===== Document extract =====

= 1973 Solihull Metropolitan Borough Council election =

1973 UK local government election

The first elections to the newly created Solihull Metropolitan Borough Council were held on Thursday, 10 May 1973, with the entirety of the 51 seat council - three seats for each of the 17 wards - up for vote. The Local Government Act 1972 stipulated that the elected members were to shadow and eventually take over from the predecessor corporation on 1 April 1974. The order in which the councillors were elected dictated their term serving, with third-place candidates serving two years and up for re-election in 1975, second-placed three years expiring in 1976 and 1st-placed five years until 1978.

The election resulted in the Conservatives gaining control of the council.

==Ward results==

Ward 1 (Elmdon)
| Party |  | Candidate | Votes | % | ±% |
|---|---|---|---|---|---|
|  | Conservative | Edward Barlow | 2,001 | 61.2 | N/A |
|  | Conservative | Norman Page | 1,882 |  |  |
|  | Conservative | Robin McDonald | 1,871 |  |  |
|  | Labour | Frederick Rivers | 1,270 | 38.8 | N/A |
|  | Labour | John Hill | 1,163 |  |  |
|  | Labour | Edward Raven | 1,109 |  |  |
| Majority |  |  | 731 | 22.3 | N/A |
| Turnout |  |  | 3,271 | 35.6 | N/A |
|  | Conservative win (new seat) |  |  |  |  |
|  | Conservative win (new seat) |  |  |  |  |
|  | Conservative win (new seat) |  |  |  |  |

Ward 2 (Knowle)
| Party |  | Candidate | Votes | % | ±% |
|---|---|---|---|---|---|
|  | Conservative | Audrey Godderidge | 1,667 | 69.0 | N/A |
|  | Conservative | Edward Brown | 1,528 |  |  |
|  | Conservative | Thomas Morrison | 1,448 |  |  |
|  | Liberal | Susan Rose | 538 | 22.3 | N/A |
|  | Labour | Alfred Gilbert | 212 | 8.8 | N/A |
|  | Labour | Peter Harris | 190 |  |  |
| Majority |  |  | 1,129 | 46.7 | N/A |
| Turnout |  |  | 2,417 | 31.7 | N/A |
|  | Conservative win (new seat) |  |  |  |  |
|  | Conservative win (new seat) |  |  |  |  |
|  | Conservative win (new seat) |  |  |  |  |

Ward 3 (Lyndon)
| Party |  | Candidate | Votes | % | ±% |
|---|---|---|---|---|---|
|  | Conservative | Bertram Hodder | 1,795 | 54.0 | N/A |
|  | Conservative | Peter Duddy | 1,775 |  |  |
|  | Conservative | Peter Ellis | 1,699 |  |  |
|  | Labour | David Jamieson | 1,531 | 46.0 | N/A |
|  | Labour | Douglas Gray | 1,516 |  |  |
|  | Labour | Norman Boston | 1,347 |  |  |
| Majority |  |  | 264 | 7.9 | N/A |
| Turnout |  |  | 3,326 | 53.0 | N/A |
|  | Conservative win (new seat) |  |  |  |  |
|  | Conservative win (new seat) |  |  |  |  |
|  | Conservative win (new seat) |  |  |  |  |

Ward 4 (Olton)

===== Records provided =====

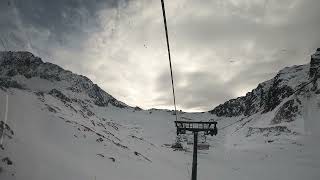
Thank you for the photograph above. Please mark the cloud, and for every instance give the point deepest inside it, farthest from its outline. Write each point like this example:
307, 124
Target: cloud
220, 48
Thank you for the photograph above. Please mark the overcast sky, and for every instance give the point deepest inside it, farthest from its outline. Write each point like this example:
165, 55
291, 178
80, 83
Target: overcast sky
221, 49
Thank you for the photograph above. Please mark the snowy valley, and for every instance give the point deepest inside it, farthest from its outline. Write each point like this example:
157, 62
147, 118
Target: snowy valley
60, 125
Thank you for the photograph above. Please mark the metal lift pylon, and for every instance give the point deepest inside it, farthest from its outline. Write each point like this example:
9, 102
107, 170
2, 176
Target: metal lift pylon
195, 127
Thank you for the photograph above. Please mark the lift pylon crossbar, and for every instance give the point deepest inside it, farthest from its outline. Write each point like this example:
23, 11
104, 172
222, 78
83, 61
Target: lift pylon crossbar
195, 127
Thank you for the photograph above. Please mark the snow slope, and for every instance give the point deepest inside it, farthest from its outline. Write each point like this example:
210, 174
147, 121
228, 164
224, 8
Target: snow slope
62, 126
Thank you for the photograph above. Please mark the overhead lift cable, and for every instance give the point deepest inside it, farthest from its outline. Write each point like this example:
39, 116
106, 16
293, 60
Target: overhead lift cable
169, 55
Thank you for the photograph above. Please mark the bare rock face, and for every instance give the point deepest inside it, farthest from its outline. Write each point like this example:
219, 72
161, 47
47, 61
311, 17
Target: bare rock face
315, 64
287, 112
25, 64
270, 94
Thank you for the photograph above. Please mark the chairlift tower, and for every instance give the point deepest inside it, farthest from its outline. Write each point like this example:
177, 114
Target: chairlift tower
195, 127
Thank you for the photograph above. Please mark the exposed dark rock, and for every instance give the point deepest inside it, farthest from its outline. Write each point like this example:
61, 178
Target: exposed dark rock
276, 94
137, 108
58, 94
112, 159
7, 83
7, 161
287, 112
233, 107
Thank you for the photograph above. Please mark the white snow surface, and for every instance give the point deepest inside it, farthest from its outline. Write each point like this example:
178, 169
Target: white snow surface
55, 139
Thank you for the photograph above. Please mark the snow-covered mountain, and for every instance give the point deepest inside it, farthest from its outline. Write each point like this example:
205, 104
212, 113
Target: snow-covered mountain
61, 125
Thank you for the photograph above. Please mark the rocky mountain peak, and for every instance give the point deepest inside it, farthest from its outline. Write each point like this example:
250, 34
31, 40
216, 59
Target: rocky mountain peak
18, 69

=====

* **What you need to do**:
(a) Answer these questions using the 1973 Solihull council election text:
(i) On what date were the first elections held?
(ii) Which candidate received the most votes in Ward 2 (Knowle)?
(iii) What turnout percentage is shown for Ward 3 (Lyndon)?
(b) Transcribe the lines of the listing from the line containing "Thank you for the photograph above. Please mark the white" through the last line of the listing, both included.

* **Expected results**:
(a)
(i) Thursday, 10 May 1973
(ii) Audrey Godderidge, with 1,667 votes
(iii) 53.0%

(b)
Thank you for the photograph above. Please mark the white snow surface, and for every instance give the point deepest inside it, farthest from its outline. Write each point like this example:
178, 169
Target: white snow surface
55, 139
Thank you for the photograph above. Please mark the snow-covered mountain, and for every instance give the point deepest inside it, farthest from its outline. Write each point like this example:
205, 104
212, 113
Target: snow-covered mountain
61, 125
Thank you for the photograph above. Please mark the rocky mountain peak, and for every instance give the point deepest inside it, farthest from its outline. Write each point like this example:
250, 34
31, 40
216, 59
Target: rocky mountain peak
18, 69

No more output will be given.